Work to be completed:
Please print each record that follows precisely as it appears.

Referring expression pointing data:
··········
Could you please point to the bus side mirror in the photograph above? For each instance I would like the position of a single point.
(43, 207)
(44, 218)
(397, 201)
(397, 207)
··········
Completed task:
Could you please point to the bus side mirror in the photograph above? For each instance I would like the position of a single point.
(43, 207)
(44, 218)
(397, 201)
(397, 207)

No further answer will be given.